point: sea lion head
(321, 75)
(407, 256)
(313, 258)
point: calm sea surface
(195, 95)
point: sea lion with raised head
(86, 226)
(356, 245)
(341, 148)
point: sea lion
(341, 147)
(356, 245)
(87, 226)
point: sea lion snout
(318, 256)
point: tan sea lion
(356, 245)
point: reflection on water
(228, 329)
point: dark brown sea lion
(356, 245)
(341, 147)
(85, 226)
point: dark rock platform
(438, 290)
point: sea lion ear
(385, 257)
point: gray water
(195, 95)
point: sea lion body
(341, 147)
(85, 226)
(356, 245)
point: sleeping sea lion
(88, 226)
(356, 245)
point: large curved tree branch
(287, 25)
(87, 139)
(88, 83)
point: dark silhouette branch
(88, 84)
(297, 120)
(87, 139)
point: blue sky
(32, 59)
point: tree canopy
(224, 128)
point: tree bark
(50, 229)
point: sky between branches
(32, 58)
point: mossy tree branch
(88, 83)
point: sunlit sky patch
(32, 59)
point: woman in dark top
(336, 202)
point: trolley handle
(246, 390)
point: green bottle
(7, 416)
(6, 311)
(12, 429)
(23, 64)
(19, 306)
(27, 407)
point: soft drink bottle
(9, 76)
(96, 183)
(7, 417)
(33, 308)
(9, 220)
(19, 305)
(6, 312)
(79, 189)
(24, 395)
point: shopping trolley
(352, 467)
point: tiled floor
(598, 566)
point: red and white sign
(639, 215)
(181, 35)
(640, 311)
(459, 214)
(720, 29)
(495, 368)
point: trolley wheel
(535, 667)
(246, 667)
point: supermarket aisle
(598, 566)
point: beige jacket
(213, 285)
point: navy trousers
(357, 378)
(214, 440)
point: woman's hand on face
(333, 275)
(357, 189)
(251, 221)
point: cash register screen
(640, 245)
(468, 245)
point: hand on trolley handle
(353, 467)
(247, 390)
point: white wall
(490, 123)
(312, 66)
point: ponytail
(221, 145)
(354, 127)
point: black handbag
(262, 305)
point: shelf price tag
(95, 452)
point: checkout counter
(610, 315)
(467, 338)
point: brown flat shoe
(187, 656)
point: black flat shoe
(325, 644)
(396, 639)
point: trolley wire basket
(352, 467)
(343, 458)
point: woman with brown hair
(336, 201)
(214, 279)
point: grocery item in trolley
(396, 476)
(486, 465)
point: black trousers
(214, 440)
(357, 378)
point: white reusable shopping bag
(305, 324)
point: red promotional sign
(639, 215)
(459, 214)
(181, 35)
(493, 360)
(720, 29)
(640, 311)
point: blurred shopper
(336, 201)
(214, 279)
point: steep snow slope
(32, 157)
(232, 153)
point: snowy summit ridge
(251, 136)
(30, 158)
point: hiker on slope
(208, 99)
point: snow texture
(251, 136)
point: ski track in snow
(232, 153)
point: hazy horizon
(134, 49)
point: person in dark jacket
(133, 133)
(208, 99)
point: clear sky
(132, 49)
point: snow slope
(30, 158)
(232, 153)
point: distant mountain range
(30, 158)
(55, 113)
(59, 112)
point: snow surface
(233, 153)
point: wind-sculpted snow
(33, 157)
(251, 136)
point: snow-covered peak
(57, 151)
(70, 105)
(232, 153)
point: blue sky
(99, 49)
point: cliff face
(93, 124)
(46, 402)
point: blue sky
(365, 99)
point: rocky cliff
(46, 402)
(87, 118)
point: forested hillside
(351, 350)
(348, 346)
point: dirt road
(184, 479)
_ _ _
● What you should do
Take the records above and return them exactly as written.

● Solution to this task
point: sea lion head
(321, 75)
(407, 256)
(313, 258)
point: calm sea surface
(195, 95)
point: sea lion with raised head
(86, 226)
(356, 245)
(341, 148)
point: sea lion
(341, 147)
(356, 245)
(87, 226)
point: sea lion snout
(318, 256)
point: tan sea lion
(356, 245)
point: reflection on water
(228, 329)
point: dark brown sea lion
(356, 245)
(341, 147)
(85, 226)
point: dark rock platform
(438, 290)
point: sea lion ear
(385, 257)
point: gray water
(195, 95)
point: sea lion body
(341, 147)
(85, 226)
(356, 245)
point: sleeping sea lion
(88, 226)
(356, 245)
point: large curved tree branch
(287, 25)
(87, 139)
(88, 83)
point: dark silhouette branch
(88, 84)
(297, 120)
(87, 139)
point: blue sky
(32, 59)
point: tree canopy
(224, 128)
point: tree bark
(50, 229)
point: sky between branches
(32, 58)
point: mossy tree branch
(88, 83)
point: sunlit sky patch
(32, 59)
point: woman in dark top
(336, 202)
point: trolley handle
(246, 390)
point: green bottle
(7, 416)
(6, 311)
(12, 429)
(23, 64)
(19, 306)
(27, 407)
point: soft drink bottle
(9, 76)
(96, 183)
(7, 417)
(33, 308)
(9, 220)
(19, 305)
(6, 312)
(79, 189)
(24, 395)
point: shopping trolley
(352, 467)
point: tiled floor
(598, 566)
point: red and white sign
(639, 215)
(181, 35)
(640, 311)
(459, 214)
(720, 29)
(495, 368)
point: trolley wheel
(535, 667)
(246, 667)
point: supermarket aisle
(598, 566)
point: beige jacket
(213, 285)
point: navy trousers
(357, 378)
(214, 440)
point: woman's hand on face
(333, 275)
(357, 189)
(251, 221)
point: cash register screen
(640, 245)
(468, 245)
point: hand on trolley handle
(353, 467)
(247, 390)
point: white wall
(490, 123)
(312, 66)
point: ponytail
(221, 145)
(354, 127)
point: black handbag
(262, 305)
point: shelf price tag
(95, 452)
point: checkout counter
(610, 315)
(467, 338)
point: brown flat shoe
(187, 656)
point: black flat shoe
(325, 644)
(396, 639)
point: trolley wire basket
(352, 467)
(343, 458)
point: woman with brown hair
(336, 201)
(214, 279)
point: grocery item in trolley
(396, 476)
(486, 465)
point: black trousers
(214, 440)
(357, 378)
point: white reusable shopping bag
(305, 324)
point: red promotional sign
(639, 215)
(459, 214)
(181, 35)
(493, 360)
(720, 29)
(640, 311)
point: blurred shopper
(336, 201)
(214, 279)
point: steep snow slope
(32, 157)
(232, 153)
point: snowy summit ridge
(251, 136)
(30, 158)
point: hiker on slope
(208, 99)
point: snow texture
(251, 136)
point: ski track in snow
(232, 153)
point: hazy horizon
(134, 49)
point: person in dark jacket
(133, 133)
(208, 99)
point: clear sky
(132, 49)
point: snow slope
(30, 158)
(232, 153)
point: distant mountain range
(30, 158)
(55, 113)
(59, 112)
point: snow surface
(233, 153)
point: wind-sculpted snow
(33, 157)
(251, 136)
point: snow-covered peak
(57, 151)
(70, 105)
(232, 153)
point: blue sky
(99, 49)
point: cliff face
(93, 124)
(46, 402)
point: blue sky
(365, 99)
point: rocky cliff
(46, 402)
(87, 118)
point: forested hillside
(351, 350)
(348, 346)
point: dirt road
(184, 479)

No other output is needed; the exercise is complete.